EXERCISE GOAL: Please extract every line of the records below that contains the word "leaf", matching case exactly.

Records from a data source:
— BEGIN —

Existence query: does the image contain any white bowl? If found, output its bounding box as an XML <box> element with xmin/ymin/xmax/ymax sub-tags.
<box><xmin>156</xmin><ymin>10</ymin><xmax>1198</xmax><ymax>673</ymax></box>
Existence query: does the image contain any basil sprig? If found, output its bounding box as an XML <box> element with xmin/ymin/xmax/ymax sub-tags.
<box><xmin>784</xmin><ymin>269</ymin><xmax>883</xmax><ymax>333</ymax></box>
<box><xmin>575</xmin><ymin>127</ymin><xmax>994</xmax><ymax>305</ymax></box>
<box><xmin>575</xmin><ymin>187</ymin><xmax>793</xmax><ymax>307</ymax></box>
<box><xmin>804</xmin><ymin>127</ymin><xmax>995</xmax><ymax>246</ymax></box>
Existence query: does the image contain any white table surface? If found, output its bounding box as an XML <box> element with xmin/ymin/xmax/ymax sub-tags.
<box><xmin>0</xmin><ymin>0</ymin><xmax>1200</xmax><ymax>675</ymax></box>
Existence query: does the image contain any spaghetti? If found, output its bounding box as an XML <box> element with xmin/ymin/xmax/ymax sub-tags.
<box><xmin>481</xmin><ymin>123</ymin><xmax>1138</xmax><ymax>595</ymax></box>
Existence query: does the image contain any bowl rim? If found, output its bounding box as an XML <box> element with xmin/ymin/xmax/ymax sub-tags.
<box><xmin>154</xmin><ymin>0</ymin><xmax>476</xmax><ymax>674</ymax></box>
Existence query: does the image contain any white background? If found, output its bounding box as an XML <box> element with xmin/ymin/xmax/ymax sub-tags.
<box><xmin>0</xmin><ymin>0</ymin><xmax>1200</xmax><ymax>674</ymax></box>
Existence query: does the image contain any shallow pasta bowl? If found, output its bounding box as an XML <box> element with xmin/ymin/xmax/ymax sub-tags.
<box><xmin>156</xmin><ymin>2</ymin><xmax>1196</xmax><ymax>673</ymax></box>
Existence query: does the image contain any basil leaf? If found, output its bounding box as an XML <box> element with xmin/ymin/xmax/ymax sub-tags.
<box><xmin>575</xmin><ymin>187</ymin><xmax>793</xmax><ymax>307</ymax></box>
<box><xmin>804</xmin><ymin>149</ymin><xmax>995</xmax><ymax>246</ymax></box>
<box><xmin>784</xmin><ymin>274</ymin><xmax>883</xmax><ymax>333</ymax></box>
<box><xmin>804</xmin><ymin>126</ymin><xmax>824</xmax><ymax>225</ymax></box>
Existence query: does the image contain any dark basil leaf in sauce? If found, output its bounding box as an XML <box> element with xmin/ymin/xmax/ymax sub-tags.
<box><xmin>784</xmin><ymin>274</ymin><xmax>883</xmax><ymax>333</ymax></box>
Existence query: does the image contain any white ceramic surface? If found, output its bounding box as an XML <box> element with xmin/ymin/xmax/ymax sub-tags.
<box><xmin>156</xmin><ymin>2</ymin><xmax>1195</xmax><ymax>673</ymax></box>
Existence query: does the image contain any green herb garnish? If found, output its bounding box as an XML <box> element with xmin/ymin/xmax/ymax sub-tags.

— END —

OUTPUT OF THE EXERCISE:
Existence query: does the image contain any basil leaf? If found, output its bounding box as an XML <box> element with xmin/ymin/xmax/ymax sub-tags.
Existence query: does the image contain any dark basil leaf in sauce? If found, output its bounding box as an XML <box> element with xmin/ymin/xmax/ymax sub-tags.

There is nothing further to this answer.